[Rows of labeled points]

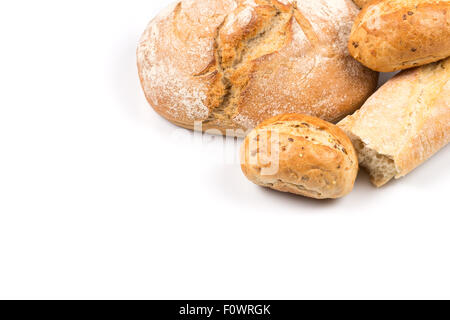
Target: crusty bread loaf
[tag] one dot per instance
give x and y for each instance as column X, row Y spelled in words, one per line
column 394, row 35
column 362, row 3
column 231, row 64
column 404, row 123
column 301, row 155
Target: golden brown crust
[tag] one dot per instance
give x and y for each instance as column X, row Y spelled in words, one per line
column 406, row 121
column 302, row 155
column 394, row 35
column 230, row 64
column 362, row 3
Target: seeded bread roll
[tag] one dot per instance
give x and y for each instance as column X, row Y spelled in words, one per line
column 361, row 3
column 301, row 155
column 404, row 123
column 230, row 64
column 393, row 35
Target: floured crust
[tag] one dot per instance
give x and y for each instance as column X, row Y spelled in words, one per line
column 407, row 121
column 394, row 35
column 230, row 64
column 362, row 3
column 301, row 155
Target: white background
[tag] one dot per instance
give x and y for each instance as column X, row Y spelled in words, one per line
column 101, row 198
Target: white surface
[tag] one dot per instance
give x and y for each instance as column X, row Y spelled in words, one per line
column 101, row 198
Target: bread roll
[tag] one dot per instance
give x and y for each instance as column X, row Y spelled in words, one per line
column 394, row 35
column 404, row 123
column 301, row 155
column 230, row 64
column 362, row 3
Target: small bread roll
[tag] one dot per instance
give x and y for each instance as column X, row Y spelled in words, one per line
column 302, row 155
column 400, row 34
column 361, row 3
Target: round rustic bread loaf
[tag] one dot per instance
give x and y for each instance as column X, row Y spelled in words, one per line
column 230, row 64
column 301, row 155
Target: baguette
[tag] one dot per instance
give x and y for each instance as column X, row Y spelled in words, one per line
column 404, row 123
column 301, row 155
column 394, row 35
column 361, row 3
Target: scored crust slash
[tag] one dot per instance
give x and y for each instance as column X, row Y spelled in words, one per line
column 234, row 63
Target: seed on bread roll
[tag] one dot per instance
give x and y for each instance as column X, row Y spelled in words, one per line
column 394, row 35
column 230, row 64
column 362, row 3
column 302, row 155
column 404, row 123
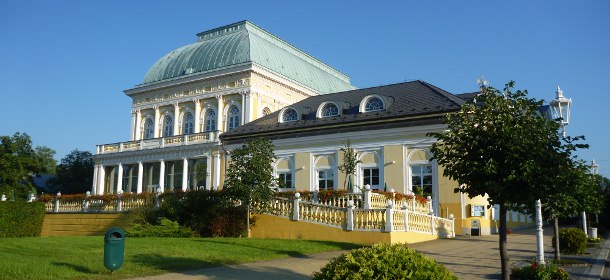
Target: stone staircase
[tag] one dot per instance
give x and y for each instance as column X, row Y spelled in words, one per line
column 79, row 224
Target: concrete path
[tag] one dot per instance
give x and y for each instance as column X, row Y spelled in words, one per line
column 466, row 257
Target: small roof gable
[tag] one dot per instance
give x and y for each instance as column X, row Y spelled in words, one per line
column 414, row 98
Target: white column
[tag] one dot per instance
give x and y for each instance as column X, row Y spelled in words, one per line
column 138, row 133
column 248, row 108
column 584, row 221
column 243, row 109
column 140, row 176
column 119, row 186
column 176, row 119
column 133, row 125
column 162, row 176
column 157, row 126
column 539, row 234
column 95, row 179
column 219, row 113
column 216, row 171
column 197, row 115
column 208, row 179
column 101, row 175
column 185, row 173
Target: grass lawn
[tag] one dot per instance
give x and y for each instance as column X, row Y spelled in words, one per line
column 83, row 257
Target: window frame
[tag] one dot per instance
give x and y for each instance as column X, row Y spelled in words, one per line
column 284, row 112
column 149, row 129
column 234, row 117
column 168, row 126
column 321, row 110
column 188, row 124
column 210, row 122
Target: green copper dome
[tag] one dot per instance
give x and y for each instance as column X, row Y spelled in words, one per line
column 244, row 43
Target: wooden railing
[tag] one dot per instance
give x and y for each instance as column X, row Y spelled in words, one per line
column 318, row 213
column 369, row 219
column 154, row 143
column 345, row 216
column 280, row 206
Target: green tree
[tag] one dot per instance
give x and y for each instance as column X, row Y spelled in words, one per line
column 45, row 155
column 575, row 191
column 19, row 162
column 74, row 173
column 502, row 148
column 250, row 175
column 350, row 162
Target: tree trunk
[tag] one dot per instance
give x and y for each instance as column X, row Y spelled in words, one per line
column 556, row 233
column 248, row 221
column 503, row 249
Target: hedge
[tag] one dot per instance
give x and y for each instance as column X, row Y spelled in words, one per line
column 20, row 218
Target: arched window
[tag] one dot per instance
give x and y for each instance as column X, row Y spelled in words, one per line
column 373, row 104
column 149, row 129
column 210, row 120
column 290, row 115
column 233, row 117
column 266, row 111
column 168, row 126
column 329, row 110
column 187, row 127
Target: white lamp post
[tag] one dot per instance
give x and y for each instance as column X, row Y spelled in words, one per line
column 560, row 110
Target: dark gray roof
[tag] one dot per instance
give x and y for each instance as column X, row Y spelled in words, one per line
column 468, row 96
column 409, row 99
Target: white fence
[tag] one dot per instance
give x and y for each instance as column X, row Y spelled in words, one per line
column 349, row 218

## Problem description
Rewrite every one of the rows above as a JSON list of strings, one string per line, leaving out blank lines and the pictures.

## In response
[
  "Target: crusty bread loaf",
  "[tag] one dot per instance",
  "give x and y for each instance as column X, row Y spelled in words, one per line",
  "column 394, row 35",
  "column 362, row 3",
  "column 231, row 64",
  "column 404, row 123",
  "column 301, row 155",
  "Target: golden brown crust",
  "[tag] one dot per instance",
  "give x and y for each instance as column X, row Y spelled in words, one per line",
  "column 406, row 121",
  "column 302, row 155",
  "column 394, row 35",
  "column 230, row 64",
  "column 362, row 3",
  "Target: seeded bread roll",
  "[tag] one dot per instance",
  "give x and y for each instance as column X, row Y spelled in words, one per line",
  "column 361, row 3",
  "column 301, row 155",
  "column 404, row 123",
  "column 230, row 64",
  "column 393, row 35",
  "Target: floured crust",
  "[tag] one dot per instance",
  "give x and y for each instance as column X, row Y spelled in words, one per line",
  "column 407, row 121",
  "column 394, row 35",
  "column 230, row 64",
  "column 362, row 3",
  "column 301, row 155",
  "Target: white background",
  "[tag] one dot per instance",
  "give x and y for each instance as column X, row Y spelled in words, one per line",
  "column 101, row 198",
  "Target: white surface",
  "[tag] one dot per instance",
  "give x and y for each instance as column X, row Y spelled in words, one per line",
  "column 101, row 198",
  "Target: bread roll",
  "[tag] one dot per instance",
  "give x and y for each instance as column X, row Y spelled in words, one per line",
  "column 394, row 35",
  "column 404, row 123",
  "column 301, row 155",
  "column 230, row 64",
  "column 362, row 3",
  "Target: small bread roll",
  "[tag] one dot per instance",
  "give x and y for each instance as column X, row Y spelled in words, one per line",
  "column 302, row 155",
  "column 400, row 34",
  "column 361, row 3",
  "Target: round rustic bread loaf",
  "[tag] one dot per instance",
  "give x and y for each instance as column X, row Y spelled in words, one per line",
  "column 230, row 64",
  "column 301, row 155",
  "Target: baguette",
  "[tag] one dot per instance",
  "give x and y for each instance as column X, row Y spelled in words, one per line",
  "column 404, row 123",
  "column 301, row 155",
  "column 394, row 35",
  "column 361, row 3",
  "Target: scored crust slash",
  "[tag] one dot per instance",
  "give x and y for each instance as column X, row Y spelled in words, one per line",
  "column 234, row 63",
  "Target: seed on bread roll",
  "[tag] one dot per instance",
  "give x and y for each instance as column X, row Y spelled in words, one per line",
  "column 394, row 35",
  "column 230, row 64",
  "column 362, row 3",
  "column 302, row 155",
  "column 404, row 123",
  "Target: stone staircase",
  "[tag] one dot per instance",
  "give x and y for each instance as column X, row Y spelled in words, one per line",
  "column 79, row 224",
  "Target: concrete path",
  "[tag] one dot per instance",
  "give x and y for each instance as column X, row Y spelled in words, one per line",
  "column 466, row 257",
  "Target: small roof gable",
  "[tag] one dot per instance",
  "give x and y for each instance as column X, row Y spelled in words, one per line",
  "column 414, row 98",
  "Target: white column",
  "[tag] one dot per instance",
  "give x and y for each instance as column X, row Y spelled in words, one per line",
  "column 138, row 133",
  "column 248, row 108",
  "column 584, row 221",
  "column 243, row 109",
  "column 140, row 176",
  "column 119, row 186",
  "column 176, row 119",
  "column 133, row 125",
  "column 162, row 176",
  "column 157, row 126",
  "column 539, row 234",
  "column 95, row 179",
  "column 219, row 113",
  "column 216, row 171",
  "column 197, row 115",
  "column 208, row 179",
  "column 101, row 175",
  "column 185, row 173",
  "Target: grass lawn",
  "[tag] one dot per instance",
  "give x and y for each instance as column X, row Y spelled in words, one per line",
  "column 83, row 257",
  "Target: window frame",
  "[tag] one dot per instance",
  "give x and y for each instance as column X, row Y spelled in words, one per line",
  "column 284, row 112",
  "column 149, row 129",
  "column 234, row 117",
  "column 168, row 126",
  "column 321, row 110",
  "column 188, row 124",
  "column 210, row 122",
  "Target: green copper dome",
  "[tag] one dot per instance",
  "give x and y for each instance as column X, row Y spelled in words, one per line",
  "column 244, row 43",
  "Target: wooden railing",
  "[tag] one dot per instance",
  "give x and y for each instance as column X, row Y spelled in words, one per line",
  "column 318, row 213",
  "column 369, row 219",
  "column 154, row 143",
  "column 345, row 216",
  "column 280, row 206",
  "Target: green tree",
  "[tag] one dot per instance",
  "give x and y for each instance as column X, row Y spelled in words, one per line",
  "column 45, row 155",
  "column 575, row 191",
  "column 19, row 162",
  "column 74, row 173",
  "column 502, row 148",
  "column 250, row 175",
  "column 350, row 162",
  "Target: tree trunk",
  "[tag] one dot per instance",
  "give x and y for each instance as column X, row Y spelled in words, one per line",
  "column 556, row 233",
  "column 248, row 221",
  "column 503, row 249",
  "Target: hedge",
  "[tag] one dot per instance",
  "give x and y for each instance as column X, row Y spelled in words, one per line",
  "column 20, row 218",
  "Target: arched window",
  "[tag] one dot per instance",
  "give x and y for each instance as column X, row Y spelled in words, one per line",
  "column 373, row 104",
  "column 149, row 129",
  "column 210, row 120",
  "column 290, row 115",
  "column 233, row 117",
  "column 266, row 111",
  "column 168, row 126",
  "column 329, row 110",
  "column 187, row 127",
  "Target: white lamp post",
  "[tag] one dot per instance",
  "give x and y for each instance as column X, row Y spelled in words, one per line",
  "column 560, row 110",
  "Target: dark gray roof",
  "[tag] one dot per instance",
  "give x and y for each instance as column X, row Y spelled in words, one per line",
  "column 468, row 96",
  "column 409, row 99",
  "Target: white fence",
  "[tag] one dot per instance",
  "give x and y for each instance as column X, row Y spelled in words, one per line",
  "column 349, row 218"
]